### 課題
歯科での治療法を扱った本文から、次の一文を英語に訳せ：「歯が抜けたままになっていると、噛みにくくなるだけではなく、歯並びや噛み合わせも悪くなってしまいます。」

### 本文
>>>

固いものが噛みにくくなったら、食べ物が美味しく食べられなくなったり、食事に不安を感じるようになったり、ときには生活に支障がでたりします。固いものが食べにくくなったとき、歯科医院ではどのような処置をおこなうのでしょうか。歯科医院での治療法について、説明していきたいと思います。

目次

固いものが食べにくくなる原因

固いものが食べにくくなる7つの原因」でも説明されていますが、固いものが噛みづらくなったとき、

  • 歯周病になっている
  • むし歯になっている
  • 歯が抜けてそのままになっている
  • 入れ歯や詰め物、被せ物があっていない
  • 歯並びに問題がある
  • 顎関節症になっている
  • 脳梗塞や脳卒中などの全身疾患がある

などの原因が考えられます。

今回は、口の中に焦点を絞って治療法について説明していきたいと思います。

固いものが噛みにくいときの治療法

リンゴ

歯周病

歯周ポケットと呼ばれる歯と歯茎の隙間の深さを検査し、歯周ポケットが4mm以上の歯があるとき一般に歯周病と診断します。

基本治療

歯周病は歯周病菌による感染症です。歯垢(プラーク)が除去されずに放置されると歯肉が炎症を起こす歯肉炎になり、さらに歯周組織が破壊され歯周病へと進行します。

治療では歯磨き指導が行われ、歯茎周囲のプラークや歯石の除去と歯周ポケット内の歯石除去を行います。

咬合性外傷とその処置

咬合性外傷とは、噛み合わせのときに加わる力(咬合力)が原因となり、歯を支える組織に障害が生じることです。一次性と二次性に分けられますが、このうち歯周病は二次性に該当します。歯周病の場合、歯周病で歯周組織が弱った場所に咬合力が加わることで骨吸収が促進、歯周病の進行が加速します。咬合調整(噛み合わせの調整)などを行い、咬合力のコントロールを行う必要があります。

むし歯

むし歯で穴が開いてしまっている歯の治療は、どのくらいむし歯が進行しているかによって変わります。

むし歯が神経まで進行していない場合

むし歯になっている部分(軟化象牙質)を取り除き、プラスチックや金属でできた詰め物や被せ物をします。

むし歯が神経まで進行している場合

むし歯が神経まで進行している場合、神経の処置が必要になります。神経を取り除き、神経が入っている管をきれいにした後、被せ物をしていきます。

欠損歯がある

歯が抜けたままになっていると、噛みにくくなるだけではなく、歯並びや噛み合わせも悪くなってしまいます。

欠損している歯がある場合、取り外し式の入れ歯ブリッジ(前後の歯を土台として削り、接着する固定式の入れ歯)、インプラント(歯を抜いた部分に人工の歯根を植え、その上に歯の形をした被せ物をかぶせたもの)という選択肢があります。

<<<

### 資料
>>>

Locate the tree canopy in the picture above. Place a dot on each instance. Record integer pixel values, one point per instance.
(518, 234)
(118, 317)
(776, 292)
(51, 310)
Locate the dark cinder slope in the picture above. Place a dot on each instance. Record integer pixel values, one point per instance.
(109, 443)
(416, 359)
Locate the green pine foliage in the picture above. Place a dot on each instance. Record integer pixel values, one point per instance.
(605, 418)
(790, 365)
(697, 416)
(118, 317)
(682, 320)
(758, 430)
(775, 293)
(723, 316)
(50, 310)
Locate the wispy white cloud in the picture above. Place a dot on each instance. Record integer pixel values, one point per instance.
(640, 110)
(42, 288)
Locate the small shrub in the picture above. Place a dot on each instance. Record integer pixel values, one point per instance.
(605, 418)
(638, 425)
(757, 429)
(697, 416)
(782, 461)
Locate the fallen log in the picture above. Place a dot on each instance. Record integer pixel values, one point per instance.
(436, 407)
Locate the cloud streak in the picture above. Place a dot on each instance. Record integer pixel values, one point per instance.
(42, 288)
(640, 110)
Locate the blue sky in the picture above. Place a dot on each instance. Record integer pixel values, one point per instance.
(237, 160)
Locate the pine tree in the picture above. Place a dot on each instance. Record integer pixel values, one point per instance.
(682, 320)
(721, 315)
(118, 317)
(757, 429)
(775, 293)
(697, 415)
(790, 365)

<<<
>>>

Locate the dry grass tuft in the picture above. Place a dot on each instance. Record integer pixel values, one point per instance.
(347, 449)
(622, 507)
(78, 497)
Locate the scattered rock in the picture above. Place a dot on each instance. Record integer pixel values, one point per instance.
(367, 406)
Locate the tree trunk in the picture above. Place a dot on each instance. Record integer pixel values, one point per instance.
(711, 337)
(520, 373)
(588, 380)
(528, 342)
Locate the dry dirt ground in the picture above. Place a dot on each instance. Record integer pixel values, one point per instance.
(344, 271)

<<<

### 解答
If a lost tooth is left as it is, it not only makes chewing more difficult but also worsens the alignment of the teeth and the bite.